Exercise objective
Pick out each line of the items below that contains the string "negative", and copy those lines. Case counts.

(Dataset content)

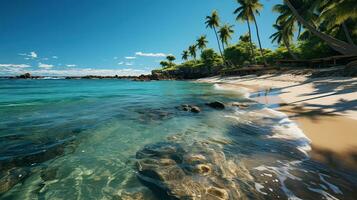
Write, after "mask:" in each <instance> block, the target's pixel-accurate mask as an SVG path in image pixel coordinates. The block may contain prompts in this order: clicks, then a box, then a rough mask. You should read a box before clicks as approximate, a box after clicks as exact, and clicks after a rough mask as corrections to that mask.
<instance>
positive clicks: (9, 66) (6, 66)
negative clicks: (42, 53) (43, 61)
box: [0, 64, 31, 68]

(End Dataset content)
(Dataset content)

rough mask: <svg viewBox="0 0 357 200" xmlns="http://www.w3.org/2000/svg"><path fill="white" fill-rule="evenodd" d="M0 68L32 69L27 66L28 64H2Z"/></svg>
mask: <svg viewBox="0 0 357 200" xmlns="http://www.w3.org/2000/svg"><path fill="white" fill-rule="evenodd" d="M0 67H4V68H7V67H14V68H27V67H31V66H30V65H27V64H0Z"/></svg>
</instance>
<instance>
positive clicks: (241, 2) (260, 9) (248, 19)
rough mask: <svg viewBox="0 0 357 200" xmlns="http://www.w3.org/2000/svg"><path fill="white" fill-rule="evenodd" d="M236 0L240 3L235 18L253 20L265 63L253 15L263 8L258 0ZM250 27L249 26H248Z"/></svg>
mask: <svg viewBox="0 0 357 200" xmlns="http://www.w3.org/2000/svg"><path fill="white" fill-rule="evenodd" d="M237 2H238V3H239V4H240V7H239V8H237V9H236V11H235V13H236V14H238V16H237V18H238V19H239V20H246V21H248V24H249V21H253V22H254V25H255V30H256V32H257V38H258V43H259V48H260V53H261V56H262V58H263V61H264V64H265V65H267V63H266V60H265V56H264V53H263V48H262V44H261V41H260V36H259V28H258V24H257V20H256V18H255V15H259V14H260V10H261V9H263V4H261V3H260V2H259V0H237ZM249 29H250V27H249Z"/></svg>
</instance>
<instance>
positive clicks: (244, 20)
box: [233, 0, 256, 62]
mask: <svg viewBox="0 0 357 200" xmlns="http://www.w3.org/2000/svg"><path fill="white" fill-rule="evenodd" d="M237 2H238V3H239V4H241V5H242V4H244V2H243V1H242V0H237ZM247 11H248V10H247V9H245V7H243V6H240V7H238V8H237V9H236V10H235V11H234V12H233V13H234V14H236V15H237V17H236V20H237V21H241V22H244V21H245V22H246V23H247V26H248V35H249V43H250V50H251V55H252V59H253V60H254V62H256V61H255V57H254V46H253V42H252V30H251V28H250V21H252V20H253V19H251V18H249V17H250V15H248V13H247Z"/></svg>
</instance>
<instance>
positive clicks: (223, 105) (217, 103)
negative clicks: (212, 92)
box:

(End Dataset content)
(Dataset content)

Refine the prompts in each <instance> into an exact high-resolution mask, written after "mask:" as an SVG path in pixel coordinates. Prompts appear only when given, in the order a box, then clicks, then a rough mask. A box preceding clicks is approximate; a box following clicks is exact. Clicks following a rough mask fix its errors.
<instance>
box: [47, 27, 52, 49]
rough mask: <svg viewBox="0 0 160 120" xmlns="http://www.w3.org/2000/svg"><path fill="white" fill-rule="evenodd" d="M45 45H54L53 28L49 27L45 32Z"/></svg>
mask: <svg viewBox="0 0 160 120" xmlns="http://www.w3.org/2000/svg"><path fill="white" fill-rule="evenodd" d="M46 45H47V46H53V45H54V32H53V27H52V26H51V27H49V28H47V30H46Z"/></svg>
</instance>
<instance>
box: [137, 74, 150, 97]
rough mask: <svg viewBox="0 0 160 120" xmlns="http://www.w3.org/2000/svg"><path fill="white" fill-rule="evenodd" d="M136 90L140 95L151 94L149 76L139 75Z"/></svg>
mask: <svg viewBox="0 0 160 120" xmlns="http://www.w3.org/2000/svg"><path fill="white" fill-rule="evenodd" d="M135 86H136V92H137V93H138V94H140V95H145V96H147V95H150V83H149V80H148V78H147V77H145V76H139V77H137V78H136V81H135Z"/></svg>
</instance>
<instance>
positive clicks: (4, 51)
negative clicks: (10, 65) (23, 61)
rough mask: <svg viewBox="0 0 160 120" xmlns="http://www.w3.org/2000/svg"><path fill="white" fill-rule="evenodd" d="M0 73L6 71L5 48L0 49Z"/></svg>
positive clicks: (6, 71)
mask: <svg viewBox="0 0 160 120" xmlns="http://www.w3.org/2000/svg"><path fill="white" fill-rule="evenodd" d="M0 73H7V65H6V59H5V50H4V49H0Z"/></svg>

(End Dataset content)

Task result
negative clicks: (42, 53) (43, 61)
negative clicks: (212, 92)
negative clicks: (10, 65) (23, 61)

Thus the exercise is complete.